* Document text
/---

CONICET | Buscador de Institutos y Recursos Humanos

The survival of an organism depends, at least in part, on its ability to sense and respond to changes in the environment. In bacteria, changes in the physical and nutritional characteristics of the environment generate immediate responses, controlled through the regulation of sets of genes in response to specific environmental stimuli and metabolic signals.In this work we studied the effect of CreC, a global regulator, in different aspects of bacterial fisiology, such as redox balance, oxygen consumption, and oxidative stress, in conditions in which CreC is active (M9 mineral media suplemented with glucouse and low oxygen availability).In the firsts attemps to caracterize the metabolic profile of strains with mutations in creC , a cleardecrease of the intracellular redox state could be observed in the ∆creC strain (DC1060) when compared to the wild type strain (K1060), evidenced through the [ethanol]/[acetate] rate. This results led us to test the growth of these strains in M9 glucouse with toluidine blue. In this media, cells with a lower respiratory activity tend to produce more reactive oxygen species (ROS) due to the dye present in the media, giving smaller colonies. Surprisingly, the mutant strain, which was supposed to have a more oxidative intracellular environment, gave rise to smaller colonies than the wild type. To see if the absence of CreC was the cause of the higher ROS suscenpitibility, strains were grown in the presence of oxidative chemicals, such as hydrogen peroxide and paraquat, to determine the minimum inhibitory concentration (CIM). In these experiments, we could corroborate that the absence of CreC augmented the susceptibility of the cells to oxidative stress. Finally we measured the rate of reduced/oxidized cofactors [NAD(P)H/NAD(P)+] to confirm the oxidized intracelluar state of ∆creC mutants. Strain DC1060 was observed to have a lower NADH/NAD+ rate than the K1060 strain in oxygen limiting conditions.These results suggest that CreC affects the redox balance, most probably by affecting carbon flux in the fermentative routes. As the molecular mechanisms involved in the response of ROS production require cofactors, the lower NADH/NAD+ rate observed in strain DC1060 could be the reason for the increased susceptibility to oxidative chemicals.

\---

* Material provided

/---

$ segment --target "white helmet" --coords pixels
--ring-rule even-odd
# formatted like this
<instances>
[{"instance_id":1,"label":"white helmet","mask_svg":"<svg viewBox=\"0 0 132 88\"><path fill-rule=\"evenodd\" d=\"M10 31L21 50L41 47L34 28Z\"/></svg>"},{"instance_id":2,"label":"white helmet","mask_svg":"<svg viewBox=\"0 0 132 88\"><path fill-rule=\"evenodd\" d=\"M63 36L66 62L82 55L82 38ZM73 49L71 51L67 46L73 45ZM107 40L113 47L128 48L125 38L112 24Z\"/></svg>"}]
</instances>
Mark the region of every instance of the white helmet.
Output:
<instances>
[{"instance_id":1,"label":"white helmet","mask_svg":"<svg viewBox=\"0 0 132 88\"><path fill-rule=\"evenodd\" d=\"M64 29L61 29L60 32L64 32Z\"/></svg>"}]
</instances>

\---

In the abstract on CreC, which two oxidative chemicals were the strains grown with to find the minimum inhibitory concentration?

Hydrogen peroxide and paraquat.